**PASSAGE PROVIDED:**

--

A Creative Process

(1 minute read):

It’s 4am in Harlem. I stand up from my desk, toss my bathrobe on the bed, and begin pacing the room, naked, like a hunted beast. For the past three hours I’ve been taking fifteen minute naps on my desk in hopes of feeling a second wind, but to no avail. I have to move or else I’ll wake up in the morning with trembling regret. The only way I’ll be able to cope with tomorrow’s exhaustion is if I finish this now. Hank, my faithful and flatulent bulldog, wakes up and follows me throughout the room thinking we’re about to play. My face aches from the lying on the wood.

For hours, each time the alarm would go off, I would set it again and try to relax, feeling the gentle warmth from the lamplight, listening to my breath, hearing the building’s whirring heating system, and the distant voices and far-off knocks of the neighborhood. Fifteen more minutes, that’s it. As I would fall asleep I’d remember being sixteen years old in a high school parking lot at 6am and sitting against a lamppost thinking the same thing: fifteen more minutes before I run, before the labored breath, before eating pain. Then I’m twenty years old in a library passing out in a chair in the 24/7 room surrounded by coffee cups and candy wrappers: fifteen more minutes. Then I’m twenty-four lying beneath a desk in Virginia as the rain beats against the windows, watching the streaming droplets as my vision fades, surrounded by crumpled balls of paper and piles of books: fifteen more minutes. How much of my life has been spent in fatigue and yearning for respite? How long will my body, this finite machine, this pumping mechanism of cells, sweat, and blood, keep ticking with a pulse?

--

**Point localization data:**
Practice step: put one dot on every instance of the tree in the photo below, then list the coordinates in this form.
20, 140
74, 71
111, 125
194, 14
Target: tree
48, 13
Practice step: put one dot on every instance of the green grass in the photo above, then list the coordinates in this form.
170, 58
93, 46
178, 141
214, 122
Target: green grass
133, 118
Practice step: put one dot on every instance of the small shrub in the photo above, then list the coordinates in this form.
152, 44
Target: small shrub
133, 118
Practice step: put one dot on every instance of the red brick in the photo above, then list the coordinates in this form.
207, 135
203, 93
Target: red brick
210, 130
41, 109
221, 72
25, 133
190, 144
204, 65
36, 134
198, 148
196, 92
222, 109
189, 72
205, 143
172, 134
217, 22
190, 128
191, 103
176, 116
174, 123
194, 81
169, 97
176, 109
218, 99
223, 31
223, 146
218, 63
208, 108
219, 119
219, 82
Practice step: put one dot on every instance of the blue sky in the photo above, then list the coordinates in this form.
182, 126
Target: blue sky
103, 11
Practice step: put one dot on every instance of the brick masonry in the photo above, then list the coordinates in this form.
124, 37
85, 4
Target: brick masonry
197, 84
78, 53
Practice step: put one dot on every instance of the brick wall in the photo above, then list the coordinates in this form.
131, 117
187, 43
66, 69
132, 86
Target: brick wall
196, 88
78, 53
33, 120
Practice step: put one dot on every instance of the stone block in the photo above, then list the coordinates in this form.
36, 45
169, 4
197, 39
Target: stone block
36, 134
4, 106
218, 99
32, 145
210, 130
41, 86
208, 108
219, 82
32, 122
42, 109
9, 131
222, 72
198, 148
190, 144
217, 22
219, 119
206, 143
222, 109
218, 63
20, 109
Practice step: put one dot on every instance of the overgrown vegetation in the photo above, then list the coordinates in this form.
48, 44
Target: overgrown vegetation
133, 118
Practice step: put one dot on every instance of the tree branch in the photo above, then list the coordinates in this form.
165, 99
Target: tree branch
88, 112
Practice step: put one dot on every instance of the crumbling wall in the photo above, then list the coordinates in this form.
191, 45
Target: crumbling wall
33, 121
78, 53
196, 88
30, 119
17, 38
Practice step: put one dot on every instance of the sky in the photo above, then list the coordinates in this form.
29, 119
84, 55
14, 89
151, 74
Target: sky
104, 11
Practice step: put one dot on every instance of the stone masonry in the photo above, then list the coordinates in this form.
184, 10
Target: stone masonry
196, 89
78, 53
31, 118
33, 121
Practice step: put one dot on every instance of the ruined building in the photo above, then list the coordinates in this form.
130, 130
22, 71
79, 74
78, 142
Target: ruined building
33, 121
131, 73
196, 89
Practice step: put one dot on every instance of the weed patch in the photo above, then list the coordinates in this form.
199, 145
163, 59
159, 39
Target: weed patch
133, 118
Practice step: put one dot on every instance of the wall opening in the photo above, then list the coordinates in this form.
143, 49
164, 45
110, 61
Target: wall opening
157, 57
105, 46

--

**TO DO:**
In the passage about a late night in Harlem, what is the name of the narrator's bulldog? The entries have no connection to the passage.

**SOLUTION TO THIS TASK:**
Hank